- _Complete the following_:
#1 Count the lines in the records below that contain the word "person", and give only that number.
#2 Write the next part of the makeup tutorial thread below, starting right after its final line.
━━━ Text block ━━━
# requested FOTD tutorial



## claralikesguts (Aug 10, 2009)

hi girls! here's the look we're aiming for. 
	

	
	
		
		

		
			









i used...
Face-
translucent powder
Maybelline concealer
Benefit Dandelion

Eyes-
NYX Jumbo Pencil in Milk
Yogurt
Dazzlelight
Haux
Plum Dressing
NYX Black
Vanilla pigment
Beautiful Iris
Wet n Wild Mega Liner + kohl liner
L'oreal Telescopic Clean Definition mascara
Ardell Lacies lashes

Lips-
concealer
Patisserie

1. prime with whatever. i used a NYX jumbo pencil





2. pack yogurt e/s on the lid with a 239





3. i dust dazzlelight e/s over yogurt with a 217 to give it a bit of shimmer 
	

	
	
		
		

		
		
	


	













4. i apply haux on the outer third of the lid with a 217





5. i blend that out, then apply vanilla pigment as a highlight





6. plum dressing (kinda) in the outer v with a 239





7. i get some haux on my 217 and blend out plum dressing to tone down the color 
	

	
	
		
		

		
		
	


	













8. still using my 217, i put NYX black e/s a bit on the outer lid, then blend it out















9. on the lower lashline, i apply (in this order, from inner corner to outer) haux, plum dressing, then scene





10. i apply beautiful iris e/s in the inner corner





11. then i put vanilla pigment just on the exact inner corner (circled) to brighten up my eyes





12. liner and mascara 
	

	
	
		
		

		
		
	


	













13. lashes! 
	

	
	
		
		

		
		
	


	








14. i do my face between here. everyone has their own way of doing it, so i won't include any directions for that 
	

	
	
		
		

		
		
	


	




 for the lips, i apply concealer on them because they're pretty darn pigmented, then i put patisserie l/s on top.










and we're done 
	

	
	
		
		

		
		
	


	


















thank you for looking! <3


----------



## gildedangel (Aug 10, 2009)

Great tutorial!!!


----------



## MACATTAK (Aug 10, 2009)

So beautiful!  I love the cat too.


----------



## angereye (Aug 10, 2009)

Beautiful!


----------



## MzzRach (Aug 10, 2009)

Such a gorgeous look.  Great tutorial!


----------



## pdtb050606 (Aug 10, 2009)

This was great, thank you so much


----------



## TISH1124 (Aug 10, 2009)

So fabulous!! Thanks so much for the Tut!!!!! But I need you to come over and personally do my look !!


----------



## Hilly (Aug 10, 2009)

Wonderful job!!


----------



## jacquelinda (Aug 11, 2009)

love it. thanks so much for the tut. <3


----------



## chocolategoddes (Aug 11, 2009)

your blending is always gorgeous!
great tut


----------



## chiquilla_loca (Aug 11, 2009)

So beautiful! Luv your tuts...Thanks
please do more!


----------



## juicy415 (Aug 11, 2009)

flawless tut!


----------



## claralikesguts (Aug 11, 2009)

thank you guys! lol tish, i gladly would


----------



## contrabassoon (Aug 12, 2009)

Beautiful!


----------



## stronqerx (Aug 12, 2009)
━━━ Task input ━━━
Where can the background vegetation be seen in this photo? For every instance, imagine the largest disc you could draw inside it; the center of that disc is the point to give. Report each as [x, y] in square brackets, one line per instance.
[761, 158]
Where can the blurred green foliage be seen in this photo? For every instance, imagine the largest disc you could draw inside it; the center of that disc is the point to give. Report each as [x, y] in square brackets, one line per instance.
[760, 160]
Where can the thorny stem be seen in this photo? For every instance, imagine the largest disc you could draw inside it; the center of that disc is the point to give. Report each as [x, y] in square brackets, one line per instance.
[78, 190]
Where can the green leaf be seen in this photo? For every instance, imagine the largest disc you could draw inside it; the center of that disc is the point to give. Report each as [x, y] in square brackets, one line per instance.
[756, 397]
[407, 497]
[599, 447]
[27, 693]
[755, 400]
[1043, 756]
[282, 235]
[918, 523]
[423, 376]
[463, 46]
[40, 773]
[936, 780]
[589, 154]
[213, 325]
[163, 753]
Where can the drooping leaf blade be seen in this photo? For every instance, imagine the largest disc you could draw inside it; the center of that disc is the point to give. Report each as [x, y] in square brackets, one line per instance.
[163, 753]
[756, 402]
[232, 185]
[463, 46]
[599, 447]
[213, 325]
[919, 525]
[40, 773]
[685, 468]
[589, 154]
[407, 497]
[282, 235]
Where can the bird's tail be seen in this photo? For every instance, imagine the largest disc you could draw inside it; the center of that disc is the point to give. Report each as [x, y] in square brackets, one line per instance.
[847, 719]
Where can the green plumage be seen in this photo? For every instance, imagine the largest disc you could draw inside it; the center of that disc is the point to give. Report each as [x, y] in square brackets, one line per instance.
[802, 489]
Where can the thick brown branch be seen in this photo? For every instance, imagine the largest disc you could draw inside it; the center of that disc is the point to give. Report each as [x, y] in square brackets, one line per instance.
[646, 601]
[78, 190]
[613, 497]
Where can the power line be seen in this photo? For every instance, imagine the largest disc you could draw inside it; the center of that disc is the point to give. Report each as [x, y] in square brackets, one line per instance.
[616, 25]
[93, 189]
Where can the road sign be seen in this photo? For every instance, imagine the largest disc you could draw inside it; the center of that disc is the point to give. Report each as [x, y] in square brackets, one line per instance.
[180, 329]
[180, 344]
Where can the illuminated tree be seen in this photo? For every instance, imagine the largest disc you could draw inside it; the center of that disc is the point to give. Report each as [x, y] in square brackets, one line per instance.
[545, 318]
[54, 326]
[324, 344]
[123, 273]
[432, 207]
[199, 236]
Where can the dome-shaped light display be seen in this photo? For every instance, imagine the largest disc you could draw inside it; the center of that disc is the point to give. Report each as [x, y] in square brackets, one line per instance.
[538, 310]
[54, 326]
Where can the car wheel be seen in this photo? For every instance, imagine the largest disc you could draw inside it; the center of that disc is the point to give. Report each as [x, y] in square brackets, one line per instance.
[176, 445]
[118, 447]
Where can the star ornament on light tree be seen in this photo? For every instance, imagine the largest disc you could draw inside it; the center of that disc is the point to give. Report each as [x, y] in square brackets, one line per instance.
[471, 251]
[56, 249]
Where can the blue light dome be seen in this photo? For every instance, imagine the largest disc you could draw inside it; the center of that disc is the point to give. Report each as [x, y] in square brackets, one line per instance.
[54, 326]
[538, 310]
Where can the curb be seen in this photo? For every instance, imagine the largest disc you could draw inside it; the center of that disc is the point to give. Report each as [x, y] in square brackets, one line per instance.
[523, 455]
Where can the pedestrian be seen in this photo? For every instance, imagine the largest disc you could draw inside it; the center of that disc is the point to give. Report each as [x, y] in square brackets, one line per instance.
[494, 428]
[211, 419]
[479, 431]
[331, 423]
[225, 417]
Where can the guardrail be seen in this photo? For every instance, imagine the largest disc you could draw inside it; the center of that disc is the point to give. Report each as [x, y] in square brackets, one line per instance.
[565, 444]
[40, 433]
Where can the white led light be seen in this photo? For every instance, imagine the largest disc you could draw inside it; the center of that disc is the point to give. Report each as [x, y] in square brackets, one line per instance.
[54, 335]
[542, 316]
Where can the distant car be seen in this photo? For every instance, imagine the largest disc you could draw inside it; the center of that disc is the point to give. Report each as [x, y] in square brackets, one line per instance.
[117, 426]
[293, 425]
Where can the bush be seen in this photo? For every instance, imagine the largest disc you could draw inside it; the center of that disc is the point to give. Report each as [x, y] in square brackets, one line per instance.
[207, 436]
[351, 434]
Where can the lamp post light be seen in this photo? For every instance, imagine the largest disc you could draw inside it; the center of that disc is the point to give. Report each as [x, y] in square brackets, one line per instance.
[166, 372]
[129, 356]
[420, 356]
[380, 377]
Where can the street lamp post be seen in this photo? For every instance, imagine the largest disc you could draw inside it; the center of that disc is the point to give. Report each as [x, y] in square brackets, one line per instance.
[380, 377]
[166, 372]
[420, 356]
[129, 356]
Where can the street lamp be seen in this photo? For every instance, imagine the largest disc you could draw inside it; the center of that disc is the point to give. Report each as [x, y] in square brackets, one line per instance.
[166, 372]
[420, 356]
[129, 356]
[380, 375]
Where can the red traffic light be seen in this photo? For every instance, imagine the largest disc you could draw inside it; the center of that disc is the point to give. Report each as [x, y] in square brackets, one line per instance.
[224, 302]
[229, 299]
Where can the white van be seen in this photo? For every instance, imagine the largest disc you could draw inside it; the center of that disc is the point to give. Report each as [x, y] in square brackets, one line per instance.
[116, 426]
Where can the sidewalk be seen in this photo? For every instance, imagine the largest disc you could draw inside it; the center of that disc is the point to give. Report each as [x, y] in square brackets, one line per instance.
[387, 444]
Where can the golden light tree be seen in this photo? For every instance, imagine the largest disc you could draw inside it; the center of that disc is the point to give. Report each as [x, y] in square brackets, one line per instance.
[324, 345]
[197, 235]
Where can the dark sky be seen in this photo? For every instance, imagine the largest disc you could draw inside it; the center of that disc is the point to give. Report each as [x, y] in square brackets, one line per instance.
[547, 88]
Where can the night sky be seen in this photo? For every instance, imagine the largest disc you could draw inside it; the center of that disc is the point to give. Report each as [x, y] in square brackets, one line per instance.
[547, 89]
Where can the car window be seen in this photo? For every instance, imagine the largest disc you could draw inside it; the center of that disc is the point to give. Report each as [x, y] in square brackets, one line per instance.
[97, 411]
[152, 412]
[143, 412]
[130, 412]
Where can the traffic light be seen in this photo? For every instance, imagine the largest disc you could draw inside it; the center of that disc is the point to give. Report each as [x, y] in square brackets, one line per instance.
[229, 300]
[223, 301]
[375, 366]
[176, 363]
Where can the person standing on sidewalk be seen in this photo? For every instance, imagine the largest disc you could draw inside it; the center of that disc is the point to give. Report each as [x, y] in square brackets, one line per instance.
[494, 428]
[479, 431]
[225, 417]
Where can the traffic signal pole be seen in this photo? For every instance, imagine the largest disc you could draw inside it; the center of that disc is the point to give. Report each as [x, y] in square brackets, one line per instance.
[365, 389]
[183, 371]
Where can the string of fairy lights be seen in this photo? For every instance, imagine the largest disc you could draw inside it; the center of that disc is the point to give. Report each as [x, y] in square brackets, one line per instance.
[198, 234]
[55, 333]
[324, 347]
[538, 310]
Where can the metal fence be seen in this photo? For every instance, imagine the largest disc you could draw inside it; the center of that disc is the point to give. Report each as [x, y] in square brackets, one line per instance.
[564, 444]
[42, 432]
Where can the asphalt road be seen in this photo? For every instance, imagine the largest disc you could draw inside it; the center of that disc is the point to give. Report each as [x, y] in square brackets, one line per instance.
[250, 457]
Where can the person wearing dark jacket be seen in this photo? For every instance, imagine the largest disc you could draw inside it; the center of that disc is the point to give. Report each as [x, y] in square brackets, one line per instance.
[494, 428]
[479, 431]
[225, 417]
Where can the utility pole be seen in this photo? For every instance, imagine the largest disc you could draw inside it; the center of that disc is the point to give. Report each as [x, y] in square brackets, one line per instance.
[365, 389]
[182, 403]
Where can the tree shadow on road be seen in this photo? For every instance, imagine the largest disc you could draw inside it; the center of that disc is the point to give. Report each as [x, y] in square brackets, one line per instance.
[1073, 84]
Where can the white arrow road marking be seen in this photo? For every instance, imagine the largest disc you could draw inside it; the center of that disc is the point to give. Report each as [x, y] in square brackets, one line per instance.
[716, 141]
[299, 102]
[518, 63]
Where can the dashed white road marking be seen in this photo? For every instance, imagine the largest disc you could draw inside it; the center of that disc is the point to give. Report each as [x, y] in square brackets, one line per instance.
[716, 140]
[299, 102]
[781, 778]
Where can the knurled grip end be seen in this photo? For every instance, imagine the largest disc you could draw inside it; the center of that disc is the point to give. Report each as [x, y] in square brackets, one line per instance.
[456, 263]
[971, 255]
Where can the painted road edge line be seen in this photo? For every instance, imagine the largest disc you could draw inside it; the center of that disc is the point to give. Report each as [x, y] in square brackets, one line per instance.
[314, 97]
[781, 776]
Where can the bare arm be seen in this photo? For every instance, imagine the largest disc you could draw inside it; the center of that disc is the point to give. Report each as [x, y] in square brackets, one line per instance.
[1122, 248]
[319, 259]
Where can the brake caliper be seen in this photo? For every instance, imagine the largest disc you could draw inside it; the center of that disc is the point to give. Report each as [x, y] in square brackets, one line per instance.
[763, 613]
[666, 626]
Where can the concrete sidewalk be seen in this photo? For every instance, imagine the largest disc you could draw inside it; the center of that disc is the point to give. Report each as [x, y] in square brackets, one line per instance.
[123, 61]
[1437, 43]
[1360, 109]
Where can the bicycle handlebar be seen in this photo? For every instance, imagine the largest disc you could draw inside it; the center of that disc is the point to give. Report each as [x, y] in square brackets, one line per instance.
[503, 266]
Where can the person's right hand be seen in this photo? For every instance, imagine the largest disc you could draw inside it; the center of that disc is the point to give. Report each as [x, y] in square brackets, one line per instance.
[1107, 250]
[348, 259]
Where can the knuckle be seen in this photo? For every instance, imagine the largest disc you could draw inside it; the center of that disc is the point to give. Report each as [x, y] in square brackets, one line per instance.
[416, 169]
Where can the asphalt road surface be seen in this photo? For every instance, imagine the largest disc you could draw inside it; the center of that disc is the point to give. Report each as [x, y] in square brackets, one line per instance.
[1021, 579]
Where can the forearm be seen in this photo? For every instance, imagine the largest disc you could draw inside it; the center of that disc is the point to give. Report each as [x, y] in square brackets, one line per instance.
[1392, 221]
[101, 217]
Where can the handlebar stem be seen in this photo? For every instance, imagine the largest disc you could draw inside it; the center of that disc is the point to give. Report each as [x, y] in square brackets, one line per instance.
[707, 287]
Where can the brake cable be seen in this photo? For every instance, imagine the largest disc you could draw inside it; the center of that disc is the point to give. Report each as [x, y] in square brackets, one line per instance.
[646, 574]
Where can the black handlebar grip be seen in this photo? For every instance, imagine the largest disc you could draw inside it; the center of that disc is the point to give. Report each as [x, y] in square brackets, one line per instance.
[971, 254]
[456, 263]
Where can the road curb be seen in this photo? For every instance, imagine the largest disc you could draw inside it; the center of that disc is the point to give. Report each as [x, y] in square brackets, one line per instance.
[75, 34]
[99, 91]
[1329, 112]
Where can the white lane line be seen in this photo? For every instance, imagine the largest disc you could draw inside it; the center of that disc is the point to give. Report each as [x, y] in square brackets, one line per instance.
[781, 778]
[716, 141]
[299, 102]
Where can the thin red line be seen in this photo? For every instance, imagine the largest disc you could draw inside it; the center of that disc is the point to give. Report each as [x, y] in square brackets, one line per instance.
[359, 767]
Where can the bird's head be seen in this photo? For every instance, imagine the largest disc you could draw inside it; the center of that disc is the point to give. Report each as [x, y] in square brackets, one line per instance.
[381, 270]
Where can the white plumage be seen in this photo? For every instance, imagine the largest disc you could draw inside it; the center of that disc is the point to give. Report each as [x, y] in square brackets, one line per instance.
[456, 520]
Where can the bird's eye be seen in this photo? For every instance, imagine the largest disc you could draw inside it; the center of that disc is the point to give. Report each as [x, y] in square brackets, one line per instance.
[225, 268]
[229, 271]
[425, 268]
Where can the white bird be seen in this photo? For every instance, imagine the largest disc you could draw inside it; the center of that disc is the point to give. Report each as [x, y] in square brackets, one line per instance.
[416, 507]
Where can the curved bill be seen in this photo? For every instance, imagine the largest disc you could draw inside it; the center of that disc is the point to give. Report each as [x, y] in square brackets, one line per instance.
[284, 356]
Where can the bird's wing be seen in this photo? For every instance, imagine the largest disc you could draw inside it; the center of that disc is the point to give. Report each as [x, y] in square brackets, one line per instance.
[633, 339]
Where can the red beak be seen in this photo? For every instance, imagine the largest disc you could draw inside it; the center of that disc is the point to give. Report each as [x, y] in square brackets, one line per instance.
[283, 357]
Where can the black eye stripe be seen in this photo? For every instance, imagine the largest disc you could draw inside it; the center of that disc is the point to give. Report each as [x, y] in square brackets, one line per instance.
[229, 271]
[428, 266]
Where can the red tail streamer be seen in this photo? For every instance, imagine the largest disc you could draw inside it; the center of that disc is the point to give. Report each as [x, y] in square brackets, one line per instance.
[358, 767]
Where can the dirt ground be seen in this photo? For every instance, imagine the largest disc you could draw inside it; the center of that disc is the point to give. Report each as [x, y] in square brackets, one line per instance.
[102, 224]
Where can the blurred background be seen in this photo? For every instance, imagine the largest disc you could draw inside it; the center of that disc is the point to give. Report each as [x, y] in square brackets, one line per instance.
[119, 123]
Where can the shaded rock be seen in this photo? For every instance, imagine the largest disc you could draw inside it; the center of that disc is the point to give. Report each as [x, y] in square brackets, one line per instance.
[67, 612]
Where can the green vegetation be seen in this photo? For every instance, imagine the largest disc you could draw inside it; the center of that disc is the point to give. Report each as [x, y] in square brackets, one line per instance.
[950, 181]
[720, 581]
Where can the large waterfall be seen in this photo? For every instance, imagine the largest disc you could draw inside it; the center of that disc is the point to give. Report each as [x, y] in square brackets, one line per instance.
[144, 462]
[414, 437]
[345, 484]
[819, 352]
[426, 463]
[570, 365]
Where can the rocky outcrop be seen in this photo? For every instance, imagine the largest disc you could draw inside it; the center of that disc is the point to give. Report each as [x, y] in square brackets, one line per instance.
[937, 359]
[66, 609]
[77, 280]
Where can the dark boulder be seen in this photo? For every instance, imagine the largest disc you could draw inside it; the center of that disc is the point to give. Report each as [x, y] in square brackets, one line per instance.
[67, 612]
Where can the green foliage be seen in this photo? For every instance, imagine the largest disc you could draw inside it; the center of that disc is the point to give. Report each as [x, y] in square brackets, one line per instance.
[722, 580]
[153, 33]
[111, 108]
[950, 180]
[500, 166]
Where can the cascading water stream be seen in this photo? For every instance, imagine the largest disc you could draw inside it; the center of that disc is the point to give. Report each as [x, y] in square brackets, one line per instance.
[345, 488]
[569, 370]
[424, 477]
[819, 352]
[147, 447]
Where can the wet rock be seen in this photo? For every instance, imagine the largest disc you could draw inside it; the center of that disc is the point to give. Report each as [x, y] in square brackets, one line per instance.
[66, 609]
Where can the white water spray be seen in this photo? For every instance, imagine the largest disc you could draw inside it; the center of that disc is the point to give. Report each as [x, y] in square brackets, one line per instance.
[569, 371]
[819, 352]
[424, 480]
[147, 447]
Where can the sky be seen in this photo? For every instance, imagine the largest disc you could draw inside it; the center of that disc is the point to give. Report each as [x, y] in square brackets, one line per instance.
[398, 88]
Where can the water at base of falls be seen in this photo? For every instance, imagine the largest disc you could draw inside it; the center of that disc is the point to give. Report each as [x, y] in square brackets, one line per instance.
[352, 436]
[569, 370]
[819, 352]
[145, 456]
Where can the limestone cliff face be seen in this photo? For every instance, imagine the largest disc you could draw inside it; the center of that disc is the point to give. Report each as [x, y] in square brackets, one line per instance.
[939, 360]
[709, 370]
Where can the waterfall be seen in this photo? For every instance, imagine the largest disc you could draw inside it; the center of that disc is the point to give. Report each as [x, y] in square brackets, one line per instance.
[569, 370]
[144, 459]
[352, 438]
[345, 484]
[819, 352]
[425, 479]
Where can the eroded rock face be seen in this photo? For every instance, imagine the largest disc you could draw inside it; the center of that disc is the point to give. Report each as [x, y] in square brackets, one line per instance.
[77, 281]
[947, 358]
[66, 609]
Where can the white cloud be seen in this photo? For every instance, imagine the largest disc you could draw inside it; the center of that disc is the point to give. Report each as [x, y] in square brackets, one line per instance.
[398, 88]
━━━
- _Expected answers_:
#1 3

#2
this is gorgeous. this can be an everyday/evening look to even a wedding look...just gorgeous!


----------



## kellygurl (Aug 12, 2009)

I really love this look! Can't wait to try it. Im so in love with the neutral look, and it looks great on you.


----------



## User67 (Aug 12, 2009)

Great tutorial! Can't wait to try this!


----------



## laraVENGEANCE (Aug 12, 2009)

lovely thank youu! love the lashes


----------



## L1LMAMAJ (Aug 13, 2009)

yay thanks for the tut!!


----------



## fintia (Aug 13, 2009)

love ur looks ;-)


----------



## sunshine16 (Aug 13, 2009)

Your blending is amazing, i really like this look.
Looks very polished.


----------



## claralikesguts (Aug 13, 2009)

thank you everyone! if anyone decides to try this i'd love to see the results!


----------



## coachkitten (Aug 15, 2009)

Awesome tutorial!  So helpful!


----------



## MarsG (Aug 16, 2009)

Great tut, gorgeous look! Thank you!


----------



## Modmom (Aug 16, 2009)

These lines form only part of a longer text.